_To do:_
Each line below is to be written out once more, precisely as given.

_Available data:_
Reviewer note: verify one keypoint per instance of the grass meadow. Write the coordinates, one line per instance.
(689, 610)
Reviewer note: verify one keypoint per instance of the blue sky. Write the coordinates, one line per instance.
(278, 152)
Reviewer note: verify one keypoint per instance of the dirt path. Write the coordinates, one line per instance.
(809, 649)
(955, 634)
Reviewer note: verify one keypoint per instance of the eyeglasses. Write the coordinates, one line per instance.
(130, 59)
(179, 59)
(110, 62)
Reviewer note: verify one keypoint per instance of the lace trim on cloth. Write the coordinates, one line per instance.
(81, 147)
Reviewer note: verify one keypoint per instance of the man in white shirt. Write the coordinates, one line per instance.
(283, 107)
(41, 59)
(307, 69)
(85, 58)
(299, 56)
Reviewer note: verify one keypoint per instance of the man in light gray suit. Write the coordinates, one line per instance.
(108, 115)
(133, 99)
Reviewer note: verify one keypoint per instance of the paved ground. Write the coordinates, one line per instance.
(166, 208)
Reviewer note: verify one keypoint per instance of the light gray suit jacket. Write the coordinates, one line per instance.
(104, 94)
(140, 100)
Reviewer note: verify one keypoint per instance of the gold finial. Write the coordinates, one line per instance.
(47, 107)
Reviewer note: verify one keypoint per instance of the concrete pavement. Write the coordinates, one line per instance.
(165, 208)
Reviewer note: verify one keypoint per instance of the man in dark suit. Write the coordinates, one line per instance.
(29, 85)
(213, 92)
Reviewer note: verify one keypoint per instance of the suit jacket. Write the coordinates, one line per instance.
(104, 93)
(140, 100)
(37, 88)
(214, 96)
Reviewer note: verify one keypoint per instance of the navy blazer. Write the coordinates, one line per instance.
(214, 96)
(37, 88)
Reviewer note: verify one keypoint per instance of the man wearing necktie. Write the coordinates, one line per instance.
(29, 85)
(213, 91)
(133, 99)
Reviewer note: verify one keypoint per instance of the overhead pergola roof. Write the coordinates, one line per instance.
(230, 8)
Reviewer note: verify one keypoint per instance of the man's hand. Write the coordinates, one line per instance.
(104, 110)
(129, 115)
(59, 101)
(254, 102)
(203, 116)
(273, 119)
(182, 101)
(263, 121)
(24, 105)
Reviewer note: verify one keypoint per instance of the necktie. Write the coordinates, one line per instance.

_Exercise output:_
Reviewer note: verify one keypoint per instance of the grass meadow. Write the coordinates, one line per instance.
(689, 610)
Reviewer note: verify one keypoint per instance of the blue sky. Write the coordinates, one line per instance.
(278, 152)
Reviewer note: verify one keypoint per instance of the dirt path. Write the coordinates, one line per instance.
(809, 649)
(955, 634)
Reviewer note: verify one keypoint per instance of the eyeglasses. Write the coordinates, one line per instance.
(130, 59)
(179, 59)
(110, 62)
Reviewer note: verify one keypoint per instance of the lace trim on cloth. Write the coordinates, one line per instance.
(81, 147)
Reviewer note: verify one keypoint per instance of the man in white shirt. Write the coordinates, one line per instance.
(283, 107)
(41, 59)
(307, 69)
(85, 58)
(299, 56)
Reviewer note: verify one keypoint per instance of the man in light gray suit. Write the coordinates, one line per instance.
(108, 115)
(133, 99)
Reviewer note: verify one keypoint per instance of the paved ground. Write the coordinates, one line per instance.
(166, 208)
Reviewer note: verify one keypoint per instance of the light gray suit jacket. Write the coordinates, one line per instance.
(104, 94)
(140, 100)
Reviewer note: verify one keypoint per instance of the gold finial. Write the coordinates, one line per instance.
(47, 107)
Reviewer note: verify one keypoint per instance of the concrete pavement. Write the coordinates, one line per instance.
(165, 208)
Reviewer note: verify one keypoint per instance of the man in dark suit. Write the coordinates, one line per instance.
(29, 85)
(213, 92)
Reviewer note: verify one keypoint per instance of the suit jacket. Write the coordinates, one line per instance.
(104, 93)
(140, 100)
(37, 88)
(214, 96)
Reviewer note: verify one keypoint per instance of the navy blazer. Write the coordinates, one line per instance.
(214, 96)
(37, 88)
Reviewer note: verify one keypoint per instance of the man wearing necktie. Write the coordinates, one line per instance.
(29, 85)
(213, 91)
(133, 99)
Reviewer note: verify one keypoint per instance of the overhead pergola roof. Write the coordinates, one line per instance.
(230, 8)
Reviewer note: verify one keypoint per instance of the man's hand. Write the coordinates, one line per instance.
(104, 110)
(129, 115)
(59, 101)
(254, 102)
(203, 116)
(273, 119)
(182, 101)
(263, 121)
(24, 105)
Reviewer note: verify one keypoint per instance of the necktie. Write the coordinates, one line per instance.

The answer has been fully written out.